>> start

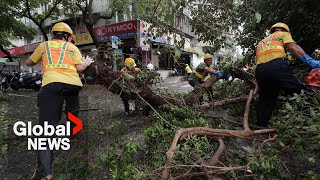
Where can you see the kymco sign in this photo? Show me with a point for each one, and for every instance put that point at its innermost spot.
(125, 27)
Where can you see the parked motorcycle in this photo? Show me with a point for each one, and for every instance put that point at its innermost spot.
(3, 80)
(26, 81)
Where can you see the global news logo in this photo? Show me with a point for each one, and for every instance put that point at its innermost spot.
(48, 136)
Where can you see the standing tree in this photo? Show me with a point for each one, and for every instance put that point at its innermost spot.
(11, 28)
(30, 9)
(88, 17)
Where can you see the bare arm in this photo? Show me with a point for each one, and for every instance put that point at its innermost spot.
(295, 49)
(29, 62)
(210, 70)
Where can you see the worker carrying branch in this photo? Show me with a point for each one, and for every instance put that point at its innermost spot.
(201, 71)
(273, 72)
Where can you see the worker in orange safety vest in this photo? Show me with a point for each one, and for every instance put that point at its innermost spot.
(273, 72)
(60, 62)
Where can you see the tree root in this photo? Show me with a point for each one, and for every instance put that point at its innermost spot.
(202, 131)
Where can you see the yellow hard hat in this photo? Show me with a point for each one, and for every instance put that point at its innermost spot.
(207, 56)
(280, 25)
(129, 62)
(63, 27)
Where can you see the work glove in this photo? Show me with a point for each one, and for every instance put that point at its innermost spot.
(87, 61)
(310, 61)
(218, 73)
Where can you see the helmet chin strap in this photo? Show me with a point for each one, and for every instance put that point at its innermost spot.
(66, 36)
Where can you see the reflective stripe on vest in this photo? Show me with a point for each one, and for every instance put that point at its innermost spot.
(199, 75)
(268, 47)
(60, 64)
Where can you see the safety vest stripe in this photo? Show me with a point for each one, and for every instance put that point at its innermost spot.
(48, 52)
(267, 52)
(199, 75)
(269, 41)
(270, 48)
(63, 52)
(66, 66)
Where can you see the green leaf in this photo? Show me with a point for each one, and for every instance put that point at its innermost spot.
(288, 106)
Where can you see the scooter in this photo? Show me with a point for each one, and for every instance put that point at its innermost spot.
(4, 84)
(26, 81)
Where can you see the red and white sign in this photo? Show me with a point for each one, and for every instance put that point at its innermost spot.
(114, 29)
(13, 51)
(30, 47)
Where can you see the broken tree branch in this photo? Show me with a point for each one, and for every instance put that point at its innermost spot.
(202, 131)
(220, 171)
(215, 158)
(224, 102)
(246, 112)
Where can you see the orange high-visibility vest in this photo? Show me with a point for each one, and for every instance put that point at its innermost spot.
(269, 45)
(57, 57)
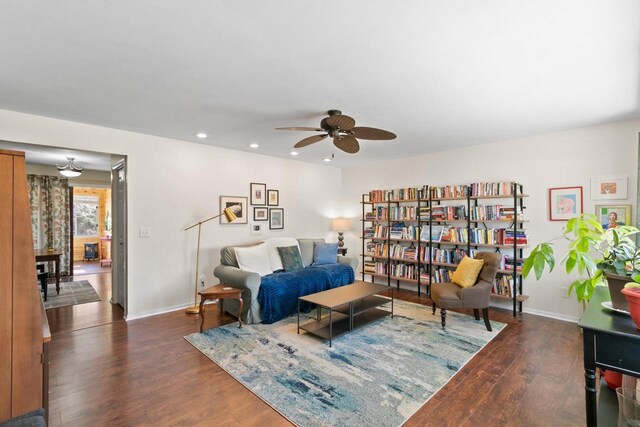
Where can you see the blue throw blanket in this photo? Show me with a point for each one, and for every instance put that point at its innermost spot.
(279, 292)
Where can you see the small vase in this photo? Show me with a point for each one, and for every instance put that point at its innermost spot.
(633, 299)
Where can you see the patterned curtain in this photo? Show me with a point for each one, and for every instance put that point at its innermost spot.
(50, 222)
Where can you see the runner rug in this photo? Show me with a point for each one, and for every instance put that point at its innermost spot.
(378, 375)
(71, 293)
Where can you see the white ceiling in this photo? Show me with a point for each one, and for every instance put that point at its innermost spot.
(439, 74)
(51, 156)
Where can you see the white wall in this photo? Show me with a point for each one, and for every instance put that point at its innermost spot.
(561, 159)
(172, 184)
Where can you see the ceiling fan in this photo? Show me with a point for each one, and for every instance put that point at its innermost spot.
(344, 132)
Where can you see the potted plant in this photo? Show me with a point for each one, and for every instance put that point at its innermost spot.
(631, 291)
(599, 255)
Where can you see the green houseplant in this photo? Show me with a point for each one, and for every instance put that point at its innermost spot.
(596, 253)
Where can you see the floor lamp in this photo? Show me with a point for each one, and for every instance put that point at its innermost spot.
(230, 214)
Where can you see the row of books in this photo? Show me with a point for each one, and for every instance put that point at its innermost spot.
(398, 194)
(494, 213)
(448, 192)
(445, 192)
(396, 213)
(491, 189)
(503, 286)
(446, 213)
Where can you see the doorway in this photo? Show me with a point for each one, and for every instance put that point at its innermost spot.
(91, 230)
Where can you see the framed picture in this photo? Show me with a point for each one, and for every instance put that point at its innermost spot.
(258, 193)
(260, 214)
(565, 203)
(609, 188)
(276, 219)
(611, 216)
(273, 198)
(241, 211)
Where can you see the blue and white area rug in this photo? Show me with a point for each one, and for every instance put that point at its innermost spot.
(377, 375)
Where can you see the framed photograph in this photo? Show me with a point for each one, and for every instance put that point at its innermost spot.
(611, 216)
(565, 203)
(276, 219)
(273, 198)
(258, 193)
(240, 210)
(609, 188)
(260, 214)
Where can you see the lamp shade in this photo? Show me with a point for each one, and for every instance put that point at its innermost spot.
(341, 224)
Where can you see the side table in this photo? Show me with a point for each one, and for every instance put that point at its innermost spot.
(220, 292)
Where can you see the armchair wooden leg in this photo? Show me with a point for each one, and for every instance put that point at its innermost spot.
(485, 316)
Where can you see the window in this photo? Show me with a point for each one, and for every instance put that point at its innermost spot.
(85, 216)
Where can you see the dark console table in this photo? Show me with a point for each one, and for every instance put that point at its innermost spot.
(611, 341)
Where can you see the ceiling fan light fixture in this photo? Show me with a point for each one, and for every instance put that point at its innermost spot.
(71, 169)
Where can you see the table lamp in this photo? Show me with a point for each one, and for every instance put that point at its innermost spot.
(230, 214)
(340, 225)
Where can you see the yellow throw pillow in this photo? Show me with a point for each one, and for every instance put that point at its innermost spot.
(467, 272)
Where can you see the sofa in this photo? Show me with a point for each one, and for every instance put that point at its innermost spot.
(284, 287)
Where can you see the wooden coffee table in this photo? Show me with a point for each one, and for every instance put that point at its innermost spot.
(220, 292)
(349, 306)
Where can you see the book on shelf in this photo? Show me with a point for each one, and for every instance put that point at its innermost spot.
(436, 233)
(449, 192)
(483, 189)
(503, 286)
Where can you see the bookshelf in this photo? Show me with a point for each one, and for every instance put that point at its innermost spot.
(419, 235)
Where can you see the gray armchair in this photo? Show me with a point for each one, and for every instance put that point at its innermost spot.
(449, 295)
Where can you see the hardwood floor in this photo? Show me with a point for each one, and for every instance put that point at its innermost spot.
(144, 373)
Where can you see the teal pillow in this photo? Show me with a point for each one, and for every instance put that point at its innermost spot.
(325, 253)
(291, 258)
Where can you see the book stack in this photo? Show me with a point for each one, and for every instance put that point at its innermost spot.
(395, 195)
(448, 213)
(441, 275)
(510, 236)
(503, 286)
(370, 267)
(508, 262)
(449, 192)
(480, 189)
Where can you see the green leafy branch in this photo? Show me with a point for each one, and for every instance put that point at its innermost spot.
(616, 253)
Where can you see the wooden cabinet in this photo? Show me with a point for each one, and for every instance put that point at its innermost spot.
(21, 319)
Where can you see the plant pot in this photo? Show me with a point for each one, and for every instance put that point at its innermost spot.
(616, 284)
(633, 299)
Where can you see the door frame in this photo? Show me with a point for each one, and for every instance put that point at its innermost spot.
(119, 229)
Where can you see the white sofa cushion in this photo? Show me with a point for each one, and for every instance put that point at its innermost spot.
(273, 244)
(254, 259)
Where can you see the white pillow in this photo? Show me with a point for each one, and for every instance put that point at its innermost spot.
(273, 244)
(254, 259)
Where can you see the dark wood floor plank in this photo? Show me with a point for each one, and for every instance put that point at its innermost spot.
(105, 371)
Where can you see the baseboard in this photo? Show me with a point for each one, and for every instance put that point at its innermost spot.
(563, 317)
(150, 313)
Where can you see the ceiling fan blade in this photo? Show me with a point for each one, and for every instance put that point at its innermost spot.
(310, 140)
(302, 128)
(348, 144)
(342, 122)
(363, 132)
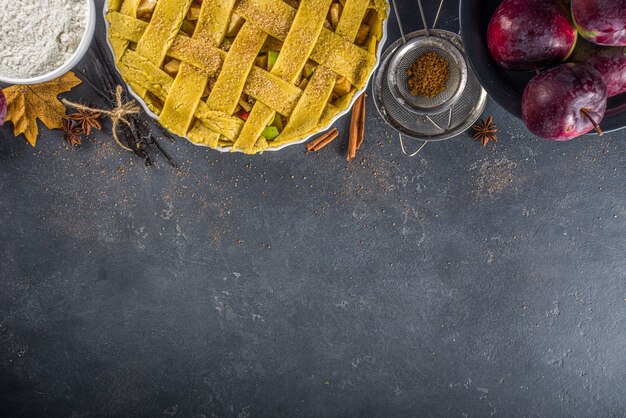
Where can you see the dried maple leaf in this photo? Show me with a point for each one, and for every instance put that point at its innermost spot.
(26, 104)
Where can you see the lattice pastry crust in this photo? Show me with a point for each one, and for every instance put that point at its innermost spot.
(246, 74)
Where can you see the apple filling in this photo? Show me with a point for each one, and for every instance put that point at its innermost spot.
(343, 90)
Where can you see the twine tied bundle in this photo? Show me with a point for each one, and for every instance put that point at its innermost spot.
(118, 114)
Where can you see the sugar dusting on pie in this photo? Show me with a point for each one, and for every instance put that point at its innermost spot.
(246, 74)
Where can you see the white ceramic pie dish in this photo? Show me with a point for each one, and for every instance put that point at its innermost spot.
(78, 55)
(271, 149)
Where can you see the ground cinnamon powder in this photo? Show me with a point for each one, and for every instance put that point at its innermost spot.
(428, 75)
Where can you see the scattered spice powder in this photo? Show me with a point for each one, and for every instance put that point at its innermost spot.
(428, 75)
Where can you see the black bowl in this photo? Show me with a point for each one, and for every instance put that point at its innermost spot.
(506, 87)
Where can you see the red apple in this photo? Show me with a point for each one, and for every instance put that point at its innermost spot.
(609, 60)
(602, 22)
(529, 34)
(564, 102)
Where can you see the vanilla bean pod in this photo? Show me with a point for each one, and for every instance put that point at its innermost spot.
(137, 135)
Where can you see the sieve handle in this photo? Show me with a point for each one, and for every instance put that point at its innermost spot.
(415, 152)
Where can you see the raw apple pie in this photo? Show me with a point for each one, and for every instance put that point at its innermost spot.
(246, 74)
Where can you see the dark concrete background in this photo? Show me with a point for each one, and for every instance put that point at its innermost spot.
(465, 282)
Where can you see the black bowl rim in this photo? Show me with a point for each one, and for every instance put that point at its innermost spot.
(611, 123)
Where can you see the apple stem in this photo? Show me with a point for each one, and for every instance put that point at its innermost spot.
(595, 124)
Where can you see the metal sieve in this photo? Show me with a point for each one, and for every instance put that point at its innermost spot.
(427, 119)
(410, 52)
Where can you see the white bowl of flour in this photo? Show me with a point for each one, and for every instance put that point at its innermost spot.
(41, 40)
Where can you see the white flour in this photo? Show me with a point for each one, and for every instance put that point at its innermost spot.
(39, 36)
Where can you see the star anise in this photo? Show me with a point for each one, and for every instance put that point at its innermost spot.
(87, 120)
(72, 132)
(485, 131)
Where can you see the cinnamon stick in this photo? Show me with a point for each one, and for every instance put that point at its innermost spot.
(361, 136)
(357, 127)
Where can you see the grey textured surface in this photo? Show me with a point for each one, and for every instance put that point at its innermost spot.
(465, 282)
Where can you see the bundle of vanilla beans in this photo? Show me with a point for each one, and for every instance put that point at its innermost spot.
(135, 135)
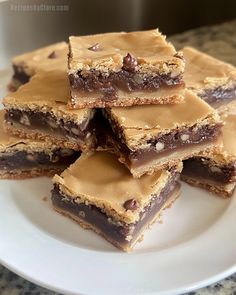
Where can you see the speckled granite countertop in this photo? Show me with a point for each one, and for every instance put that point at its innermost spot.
(219, 41)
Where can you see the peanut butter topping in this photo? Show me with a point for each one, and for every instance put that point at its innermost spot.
(43, 59)
(205, 72)
(106, 52)
(109, 185)
(145, 120)
(47, 92)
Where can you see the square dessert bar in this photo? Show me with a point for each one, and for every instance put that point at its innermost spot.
(124, 69)
(38, 110)
(108, 200)
(149, 138)
(217, 172)
(46, 58)
(211, 79)
(23, 158)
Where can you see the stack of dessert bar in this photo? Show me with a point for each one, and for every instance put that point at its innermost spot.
(129, 106)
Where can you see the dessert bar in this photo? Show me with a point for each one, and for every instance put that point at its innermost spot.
(23, 158)
(149, 138)
(124, 69)
(217, 172)
(211, 79)
(46, 58)
(108, 200)
(38, 110)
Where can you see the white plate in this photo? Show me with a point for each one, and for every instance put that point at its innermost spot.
(195, 245)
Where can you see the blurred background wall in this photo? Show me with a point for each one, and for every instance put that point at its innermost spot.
(25, 24)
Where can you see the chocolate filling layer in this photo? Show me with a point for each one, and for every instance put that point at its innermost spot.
(182, 137)
(24, 160)
(98, 219)
(205, 168)
(20, 74)
(47, 121)
(218, 94)
(127, 81)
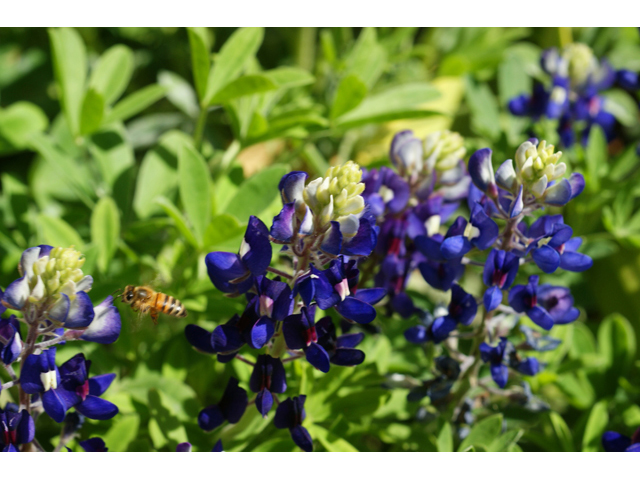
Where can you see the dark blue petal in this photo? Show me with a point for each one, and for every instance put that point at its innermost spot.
(210, 418)
(500, 374)
(282, 228)
(318, 357)
(546, 258)
(575, 262)
(301, 438)
(97, 408)
(540, 317)
(199, 338)
(492, 298)
(264, 402)
(417, 334)
(54, 405)
(353, 309)
(99, 384)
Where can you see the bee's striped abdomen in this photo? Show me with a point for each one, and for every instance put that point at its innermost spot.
(170, 305)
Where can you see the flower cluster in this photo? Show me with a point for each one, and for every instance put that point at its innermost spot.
(498, 238)
(428, 185)
(323, 228)
(573, 94)
(52, 298)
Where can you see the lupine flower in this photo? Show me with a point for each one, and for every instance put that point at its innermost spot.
(552, 246)
(494, 356)
(499, 272)
(558, 302)
(94, 444)
(616, 442)
(10, 340)
(232, 273)
(40, 375)
(268, 377)
(290, 414)
(16, 428)
(79, 391)
(524, 299)
(231, 407)
(53, 276)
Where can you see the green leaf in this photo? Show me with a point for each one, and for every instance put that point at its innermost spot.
(351, 91)
(70, 68)
(243, 86)
(483, 433)
(193, 179)
(485, 114)
(158, 175)
(180, 222)
(92, 112)
(112, 73)
(595, 157)
(200, 58)
(105, 230)
(329, 440)
(223, 233)
(58, 233)
(622, 106)
(367, 59)
(445, 438)
(256, 194)
(122, 433)
(234, 54)
(562, 431)
(617, 343)
(289, 77)
(505, 441)
(135, 103)
(596, 425)
(20, 121)
(395, 103)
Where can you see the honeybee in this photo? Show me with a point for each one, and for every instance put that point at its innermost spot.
(146, 300)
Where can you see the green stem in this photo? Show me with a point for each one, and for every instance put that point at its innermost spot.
(199, 130)
(565, 35)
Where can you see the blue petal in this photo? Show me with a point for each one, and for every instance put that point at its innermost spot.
(332, 242)
(54, 405)
(500, 374)
(106, 325)
(540, 317)
(301, 438)
(492, 298)
(481, 170)
(546, 258)
(210, 418)
(97, 408)
(264, 402)
(558, 194)
(17, 294)
(353, 309)
(80, 312)
(99, 384)
(282, 228)
(417, 334)
(318, 357)
(575, 262)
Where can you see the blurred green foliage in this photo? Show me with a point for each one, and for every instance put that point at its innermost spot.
(147, 148)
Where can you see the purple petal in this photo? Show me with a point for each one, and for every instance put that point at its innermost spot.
(99, 384)
(353, 309)
(106, 325)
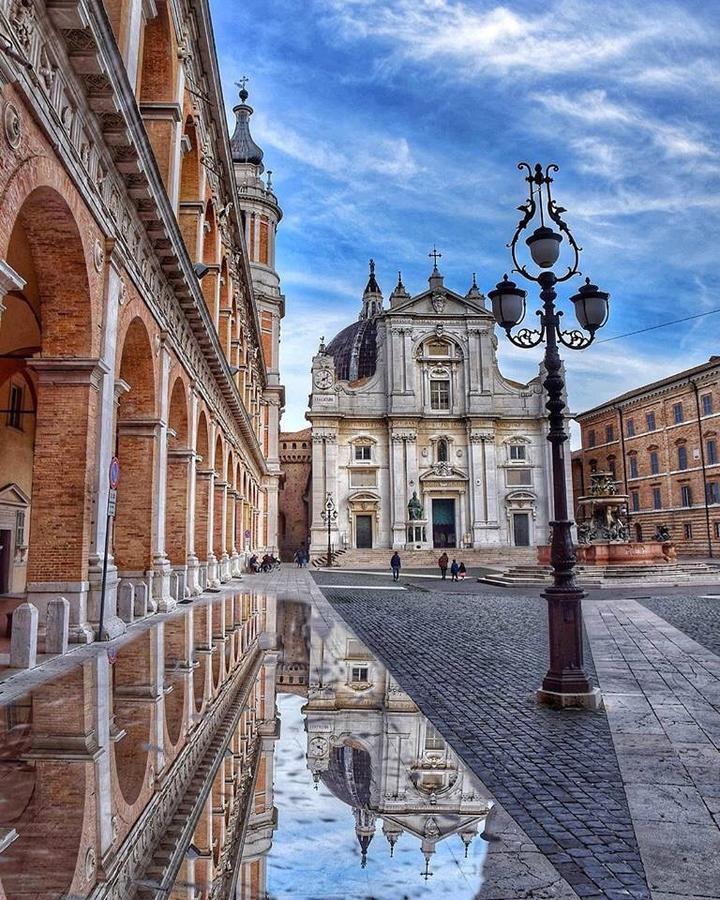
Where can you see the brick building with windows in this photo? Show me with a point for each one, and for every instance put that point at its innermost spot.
(662, 443)
(139, 312)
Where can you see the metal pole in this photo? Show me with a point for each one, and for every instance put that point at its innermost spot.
(564, 598)
(104, 580)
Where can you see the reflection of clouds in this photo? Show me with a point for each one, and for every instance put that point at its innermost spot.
(315, 853)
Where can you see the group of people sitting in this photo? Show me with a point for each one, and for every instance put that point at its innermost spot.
(266, 564)
(457, 569)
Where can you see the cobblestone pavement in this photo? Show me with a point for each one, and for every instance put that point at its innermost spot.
(697, 616)
(472, 662)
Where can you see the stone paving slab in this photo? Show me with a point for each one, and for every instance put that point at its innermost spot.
(472, 663)
(660, 688)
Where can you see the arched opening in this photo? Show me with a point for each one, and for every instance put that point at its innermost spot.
(48, 396)
(203, 479)
(132, 710)
(178, 471)
(135, 448)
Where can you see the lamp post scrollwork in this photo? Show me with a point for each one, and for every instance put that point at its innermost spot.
(565, 683)
(329, 515)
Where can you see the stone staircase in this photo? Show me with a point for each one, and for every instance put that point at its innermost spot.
(684, 572)
(379, 558)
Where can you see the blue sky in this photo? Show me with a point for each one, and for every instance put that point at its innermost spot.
(396, 124)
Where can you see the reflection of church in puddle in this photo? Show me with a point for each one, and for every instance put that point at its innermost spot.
(369, 745)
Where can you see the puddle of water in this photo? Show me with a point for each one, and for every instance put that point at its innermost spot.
(355, 795)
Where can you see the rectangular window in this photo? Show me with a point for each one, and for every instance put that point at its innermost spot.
(359, 674)
(14, 419)
(363, 478)
(439, 394)
(518, 477)
(433, 740)
(682, 457)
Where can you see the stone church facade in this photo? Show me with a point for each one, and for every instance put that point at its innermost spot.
(417, 436)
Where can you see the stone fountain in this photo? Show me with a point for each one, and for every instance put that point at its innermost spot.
(603, 532)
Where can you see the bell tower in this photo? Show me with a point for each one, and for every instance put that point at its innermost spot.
(260, 214)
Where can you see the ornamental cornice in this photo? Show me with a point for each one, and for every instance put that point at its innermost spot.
(79, 109)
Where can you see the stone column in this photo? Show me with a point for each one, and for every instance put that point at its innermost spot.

>> end

Return, word for word, the part of the rows that starts with the line containing "Where can you see the puddle" and runs through the last of the rows, with both ends included.

Where can you see the puddle of water in this photo? Show me with a point for each one, and for every instance put that point at its innermost spot.
(355, 795)
Where can you see the rectangular window in this photo? Show me with a point for each one, and for every instance put that point at its innermost spot.
(359, 674)
(14, 419)
(363, 478)
(439, 394)
(518, 477)
(433, 740)
(682, 457)
Where can you see the stone church facade in this photo? Show me with a point for each one, and for every instance put that point at its innermost spot.
(417, 436)
Where can you see the stone fountain in this photo? Show me with a point for each one, and for every instance put that point at its innermost spot.
(603, 532)
Where can you see the bell tower in this photo? Show me with a point for each one, and for every instance put that point at its innermost spot.
(260, 214)
Where can you see the ornamental cornice in this photo? Show me with a point for each one, and for every instance put that point at its innermost spot.
(79, 109)
Where can you see the stone column in this photo? Show me with a point for each one, and for every instance put that point at its innermost spot.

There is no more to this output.